Records drawn from a dataset:
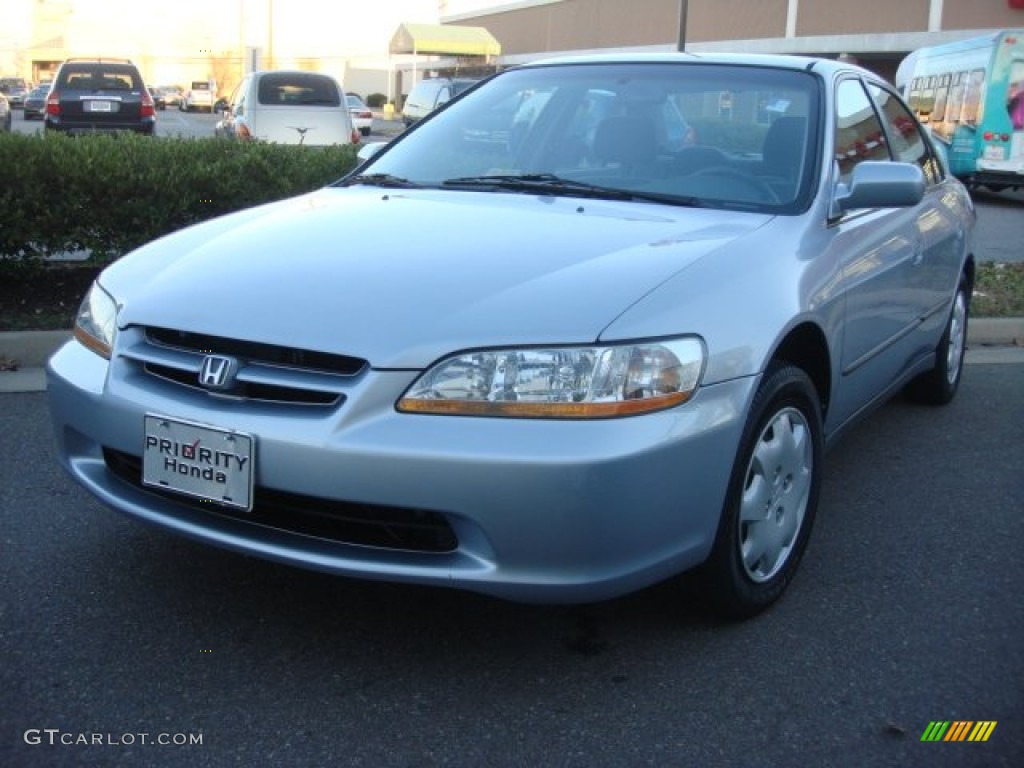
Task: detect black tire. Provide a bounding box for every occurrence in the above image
[904,278,969,405]
[696,363,823,620]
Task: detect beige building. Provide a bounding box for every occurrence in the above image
[437,0,1024,81]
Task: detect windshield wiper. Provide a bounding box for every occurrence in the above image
[338,173,423,189]
[441,173,700,207]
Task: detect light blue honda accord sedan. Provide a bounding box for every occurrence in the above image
[47,53,975,618]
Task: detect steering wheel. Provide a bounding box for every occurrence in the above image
[688,166,780,204]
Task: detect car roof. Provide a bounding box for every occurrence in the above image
[520,51,874,79]
[254,69,339,80]
[60,57,136,68]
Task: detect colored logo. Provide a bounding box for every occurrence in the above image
[921,721,997,742]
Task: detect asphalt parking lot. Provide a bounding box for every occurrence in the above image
[2,360,1021,767]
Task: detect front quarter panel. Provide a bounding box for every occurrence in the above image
[600,213,839,386]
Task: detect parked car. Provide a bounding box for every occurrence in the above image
[181,81,215,112]
[215,70,357,146]
[402,76,480,126]
[346,93,373,136]
[149,87,165,110]
[22,84,49,120]
[7,84,28,108]
[0,77,29,108]
[48,53,975,619]
[44,58,156,135]
[153,85,183,108]
[0,91,10,132]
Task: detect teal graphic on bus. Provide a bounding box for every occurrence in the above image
[896,30,1024,191]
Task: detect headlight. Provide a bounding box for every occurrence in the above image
[73,281,118,359]
[398,338,705,419]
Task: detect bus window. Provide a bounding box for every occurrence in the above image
[908,77,922,114]
[945,72,968,129]
[962,69,985,126]
[932,73,951,123]
[920,76,937,122]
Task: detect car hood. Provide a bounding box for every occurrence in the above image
[109,188,771,368]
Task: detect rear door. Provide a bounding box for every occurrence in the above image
[59,64,144,126]
[251,72,352,145]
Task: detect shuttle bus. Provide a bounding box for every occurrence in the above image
[896,30,1024,190]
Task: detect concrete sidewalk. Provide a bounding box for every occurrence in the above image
[2,320,1022,394]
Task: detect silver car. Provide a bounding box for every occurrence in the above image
[48,53,975,619]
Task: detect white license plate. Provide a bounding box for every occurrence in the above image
[143,415,255,511]
[983,145,1006,161]
[85,100,113,112]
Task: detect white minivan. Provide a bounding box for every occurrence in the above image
[216,70,358,146]
[402,77,481,126]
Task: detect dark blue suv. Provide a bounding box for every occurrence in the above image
[44,58,156,135]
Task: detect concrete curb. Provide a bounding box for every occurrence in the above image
[967,317,1024,346]
[2,319,1022,395]
[0,330,72,368]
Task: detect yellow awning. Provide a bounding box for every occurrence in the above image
[390,23,501,57]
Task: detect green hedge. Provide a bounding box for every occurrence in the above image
[0,132,360,266]
[689,118,768,154]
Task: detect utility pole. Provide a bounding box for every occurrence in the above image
[266,0,273,70]
[677,0,688,52]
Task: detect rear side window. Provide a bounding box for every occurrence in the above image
[256,73,340,107]
[867,83,945,185]
[834,79,889,186]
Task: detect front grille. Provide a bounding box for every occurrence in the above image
[147,327,366,376]
[144,363,341,406]
[103,449,458,554]
[118,326,368,406]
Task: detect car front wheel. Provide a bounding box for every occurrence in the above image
[697,363,823,620]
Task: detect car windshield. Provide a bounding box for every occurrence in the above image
[354,62,820,213]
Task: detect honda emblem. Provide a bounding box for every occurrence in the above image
[198,355,238,390]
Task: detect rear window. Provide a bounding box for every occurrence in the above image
[60,66,140,91]
[191,81,211,92]
[256,73,340,107]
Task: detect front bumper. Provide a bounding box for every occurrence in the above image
[47,337,755,603]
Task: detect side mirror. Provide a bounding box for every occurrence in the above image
[834,161,925,215]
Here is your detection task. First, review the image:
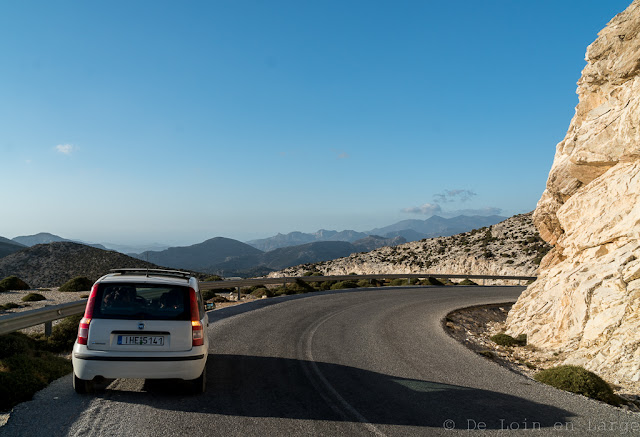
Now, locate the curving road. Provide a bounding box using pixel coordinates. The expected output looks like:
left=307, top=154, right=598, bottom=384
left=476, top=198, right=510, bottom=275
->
left=2, top=286, right=638, bottom=436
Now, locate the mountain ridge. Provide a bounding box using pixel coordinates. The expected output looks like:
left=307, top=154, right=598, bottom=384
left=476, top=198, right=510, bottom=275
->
left=248, top=214, right=506, bottom=251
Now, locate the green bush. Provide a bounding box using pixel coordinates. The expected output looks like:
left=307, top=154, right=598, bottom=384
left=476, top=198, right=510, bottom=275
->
left=59, top=276, right=93, bottom=292
left=491, top=333, right=526, bottom=347
left=201, top=289, right=216, bottom=301
left=330, top=280, right=359, bottom=290
left=21, top=293, right=46, bottom=302
left=203, top=275, right=223, bottom=281
left=534, top=365, right=621, bottom=406
left=0, top=302, right=20, bottom=310
left=318, top=280, right=337, bottom=291
left=272, top=286, right=288, bottom=296
left=0, top=276, right=30, bottom=292
left=421, top=277, right=444, bottom=286
left=250, top=287, right=273, bottom=298
left=0, top=351, right=72, bottom=411
left=46, top=314, right=83, bottom=352
left=458, top=279, right=478, bottom=286
left=389, top=278, right=409, bottom=286
left=288, top=279, right=315, bottom=293
left=0, top=332, right=35, bottom=359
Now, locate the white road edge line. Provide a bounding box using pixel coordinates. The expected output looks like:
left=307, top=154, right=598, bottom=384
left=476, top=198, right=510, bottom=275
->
left=299, top=306, right=387, bottom=437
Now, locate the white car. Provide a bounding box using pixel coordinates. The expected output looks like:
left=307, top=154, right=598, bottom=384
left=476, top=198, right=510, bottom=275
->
left=72, top=269, right=209, bottom=394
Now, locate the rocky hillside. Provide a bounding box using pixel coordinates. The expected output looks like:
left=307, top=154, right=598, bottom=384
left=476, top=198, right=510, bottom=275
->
left=0, top=237, right=25, bottom=259
left=507, top=1, right=640, bottom=385
left=271, top=212, right=549, bottom=283
left=0, top=242, right=160, bottom=288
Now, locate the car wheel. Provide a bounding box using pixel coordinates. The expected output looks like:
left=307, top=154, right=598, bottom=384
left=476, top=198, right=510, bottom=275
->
left=73, top=373, right=94, bottom=394
left=191, top=366, right=207, bottom=394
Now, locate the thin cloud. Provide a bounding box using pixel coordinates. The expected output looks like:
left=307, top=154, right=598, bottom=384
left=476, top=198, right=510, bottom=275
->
left=331, top=148, right=350, bottom=160
left=55, top=144, right=74, bottom=155
left=443, top=207, right=503, bottom=217
left=433, top=189, right=476, bottom=203
left=402, top=203, right=442, bottom=215
left=402, top=203, right=502, bottom=217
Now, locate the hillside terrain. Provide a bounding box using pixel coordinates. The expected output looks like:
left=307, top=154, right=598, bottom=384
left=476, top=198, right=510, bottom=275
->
left=271, top=212, right=549, bottom=283
left=507, top=1, right=640, bottom=385
left=0, top=237, right=25, bottom=258
left=135, top=237, right=263, bottom=272
left=134, top=235, right=405, bottom=276
left=0, top=242, right=160, bottom=288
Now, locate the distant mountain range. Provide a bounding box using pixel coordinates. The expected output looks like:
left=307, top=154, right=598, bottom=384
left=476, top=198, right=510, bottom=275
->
left=12, top=232, right=108, bottom=250
left=131, top=235, right=406, bottom=276
left=0, top=214, right=507, bottom=283
left=247, top=214, right=506, bottom=251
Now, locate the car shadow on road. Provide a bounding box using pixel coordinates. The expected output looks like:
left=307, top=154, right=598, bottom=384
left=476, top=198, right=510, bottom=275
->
left=108, top=353, right=575, bottom=430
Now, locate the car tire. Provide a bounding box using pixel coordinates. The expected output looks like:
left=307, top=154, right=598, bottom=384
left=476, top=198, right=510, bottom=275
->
left=73, top=373, right=94, bottom=394
left=190, top=366, right=206, bottom=394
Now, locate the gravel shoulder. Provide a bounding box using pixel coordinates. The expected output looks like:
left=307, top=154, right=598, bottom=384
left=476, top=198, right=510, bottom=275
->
left=443, top=302, right=640, bottom=412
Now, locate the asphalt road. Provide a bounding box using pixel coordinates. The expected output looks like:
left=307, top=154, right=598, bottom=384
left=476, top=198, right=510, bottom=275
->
left=2, top=286, right=639, bottom=436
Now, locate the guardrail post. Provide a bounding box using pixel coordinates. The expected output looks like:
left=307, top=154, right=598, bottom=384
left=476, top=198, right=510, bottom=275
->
left=237, top=286, right=241, bottom=301
left=44, top=321, right=52, bottom=337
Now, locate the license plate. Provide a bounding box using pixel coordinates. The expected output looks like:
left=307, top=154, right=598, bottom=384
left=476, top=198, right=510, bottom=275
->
left=117, top=335, right=164, bottom=346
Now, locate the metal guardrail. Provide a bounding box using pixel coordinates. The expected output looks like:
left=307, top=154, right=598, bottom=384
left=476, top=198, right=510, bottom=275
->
left=0, top=273, right=535, bottom=336
left=198, top=273, right=536, bottom=290
left=0, top=300, right=88, bottom=336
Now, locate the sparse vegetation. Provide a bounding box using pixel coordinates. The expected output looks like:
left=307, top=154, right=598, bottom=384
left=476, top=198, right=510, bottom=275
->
left=330, top=280, right=359, bottom=290
left=534, top=365, right=621, bottom=406
left=0, top=276, right=30, bottom=292
left=59, top=276, right=93, bottom=292
left=0, top=302, right=21, bottom=310
left=250, top=287, right=273, bottom=298
left=458, top=279, right=478, bottom=286
left=421, top=277, right=444, bottom=286
left=490, top=333, right=526, bottom=347
left=21, top=293, right=46, bottom=302
left=201, top=289, right=217, bottom=301
left=0, top=317, right=80, bottom=412
left=203, top=275, right=223, bottom=281
left=478, top=350, right=495, bottom=359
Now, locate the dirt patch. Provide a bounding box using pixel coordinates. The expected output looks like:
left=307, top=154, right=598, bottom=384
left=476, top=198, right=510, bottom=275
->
left=443, top=302, right=640, bottom=412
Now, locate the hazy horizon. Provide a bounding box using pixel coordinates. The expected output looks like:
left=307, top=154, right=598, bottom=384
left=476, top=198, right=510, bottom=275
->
left=5, top=210, right=511, bottom=247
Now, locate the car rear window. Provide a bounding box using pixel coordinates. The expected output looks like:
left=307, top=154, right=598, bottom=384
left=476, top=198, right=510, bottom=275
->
left=92, top=283, right=191, bottom=320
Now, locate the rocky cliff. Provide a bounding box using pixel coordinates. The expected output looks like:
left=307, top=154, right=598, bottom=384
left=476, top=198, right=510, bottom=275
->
left=271, top=212, right=549, bottom=283
left=507, top=1, right=640, bottom=384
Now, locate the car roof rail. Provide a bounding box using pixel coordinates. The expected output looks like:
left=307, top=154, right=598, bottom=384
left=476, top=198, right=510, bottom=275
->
left=109, top=268, right=192, bottom=279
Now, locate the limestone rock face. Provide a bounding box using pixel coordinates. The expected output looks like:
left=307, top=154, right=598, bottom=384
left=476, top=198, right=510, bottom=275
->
left=507, top=0, right=640, bottom=383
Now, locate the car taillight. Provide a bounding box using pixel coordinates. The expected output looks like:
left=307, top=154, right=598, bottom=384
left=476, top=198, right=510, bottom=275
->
left=189, top=287, right=204, bottom=347
left=77, top=283, right=98, bottom=345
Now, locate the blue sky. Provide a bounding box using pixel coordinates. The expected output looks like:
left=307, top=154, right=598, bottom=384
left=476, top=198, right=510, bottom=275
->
left=0, top=0, right=632, bottom=245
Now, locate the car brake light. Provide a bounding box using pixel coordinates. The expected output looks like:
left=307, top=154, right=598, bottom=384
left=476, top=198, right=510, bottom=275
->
left=77, top=283, right=98, bottom=345
left=189, top=287, right=204, bottom=346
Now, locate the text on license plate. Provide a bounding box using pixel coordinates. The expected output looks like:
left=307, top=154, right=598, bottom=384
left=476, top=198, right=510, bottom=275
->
left=117, top=335, right=164, bottom=346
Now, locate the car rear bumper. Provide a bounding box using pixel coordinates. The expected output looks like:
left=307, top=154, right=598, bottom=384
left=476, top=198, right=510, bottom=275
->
left=72, top=343, right=208, bottom=380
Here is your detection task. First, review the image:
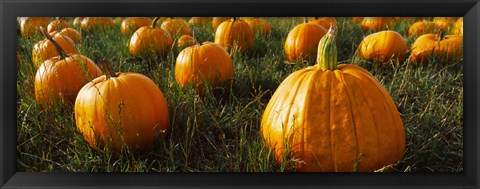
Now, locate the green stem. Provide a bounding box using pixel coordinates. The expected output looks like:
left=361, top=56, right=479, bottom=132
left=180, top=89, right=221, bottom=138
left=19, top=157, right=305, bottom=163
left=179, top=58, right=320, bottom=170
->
left=316, top=26, right=338, bottom=71
left=99, top=58, right=117, bottom=80
left=39, top=26, right=68, bottom=60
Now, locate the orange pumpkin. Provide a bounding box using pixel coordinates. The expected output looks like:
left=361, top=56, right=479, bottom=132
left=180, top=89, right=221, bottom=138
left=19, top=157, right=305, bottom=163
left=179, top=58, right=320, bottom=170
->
left=73, top=17, right=85, bottom=27
left=32, top=27, right=78, bottom=67
left=452, top=17, right=463, bottom=36
left=129, top=17, right=173, bottom=58
left=432, top=17, right=458, bottom=31
left=284, top=17, right=328, bottom=62
left=410, top=31, right=463, bottom=65
left=212, top=17, right=229, bottom=31
left=74, top=59, right=170, bottom=151
left=160, top=17, right=192, bottom=39
left=49, top=27, right=82, bottom=43
left=177, top=35, right=197, bottom=50
left=121, top=17, right=152, bottom=35
left=262, top=28, right=405, bottom=172
left=47, top=18, right=72, bottom=33
left=20, top=17, right=50, bottom=37
left=408, top=21, right=440, bottom=37
left=356, top=30, right=408, bottom=64
left=80, top=17, right=115, bottom=31
left=361, top=17, right=394, bottom=31
left=351, top=17, right=363, bottom=23
left=214, top=17, right=254, bottom=53
left=175, top=42, right=234, bottom=93
left=188, top=17, right=212, bottom=26
left=34, top=28, right=102, bottom=106
left=243, top=17, right=272, bottom=36
left=308, top=17, right=337, bottom=30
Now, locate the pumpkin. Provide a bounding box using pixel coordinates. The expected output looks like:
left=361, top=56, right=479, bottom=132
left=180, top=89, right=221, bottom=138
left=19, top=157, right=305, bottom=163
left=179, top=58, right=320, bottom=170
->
left=361, top=17, right=394, bottom=31
left=356, top=30, right=408, bottom=64
left=351, top=17, right=363, bottom=23
left=175, top=42, right=234, bottom=93
left=308, top=17, right=337, bottom=30
left=432, top=17, right=458, bottom=31
left=73, top=17, right=85, bottom=27
left=32, top=27, right=78, bottom=67
left=284, top=17, right=328, bottom=62
left=261, top=28, right=405, bottom=172
left=121, top=17, right=152, bottom=35
left=80, top=17, right=115, bottom=31
left=452, top=17, right=463, bottom=36
left=214, top=17, right=255, bottom=53
left=177, top=35, right=197, bottom=50
left=129, top=17, right=173, bottom=58
left=20, top=17, right=50, bottom=37
left=49, top=27, right=82, bottom=43
left=188, top=17, right=212, bottom=26
left=74, top=59, right=170, bottom=151
left=47, top=18, right=72, bottom=33
left=410, top=31, right=463, bottom=65
left=243, top=17, right=272, bottom=36
left=34, top=28, right=102, bottom=106
left=212, top=17, right=229, bottom=31
left=408, top=21, right=440, bottom=37
left=160, top=17, right=192, bottom=39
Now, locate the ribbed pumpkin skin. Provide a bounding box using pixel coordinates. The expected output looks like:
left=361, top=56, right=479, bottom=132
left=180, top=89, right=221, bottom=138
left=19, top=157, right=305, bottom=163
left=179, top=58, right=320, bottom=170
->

-- Description of the task --
Copy out all the lines of the records that include "mountain".

-- Solved exercise --
Now, locate the mountain ridge. Provide a bounding box using pixel coordinates. The expected output looks like:
Now, locate the distant mountain range. Provide a bounding box using pixel coordinates. The expected output looks like:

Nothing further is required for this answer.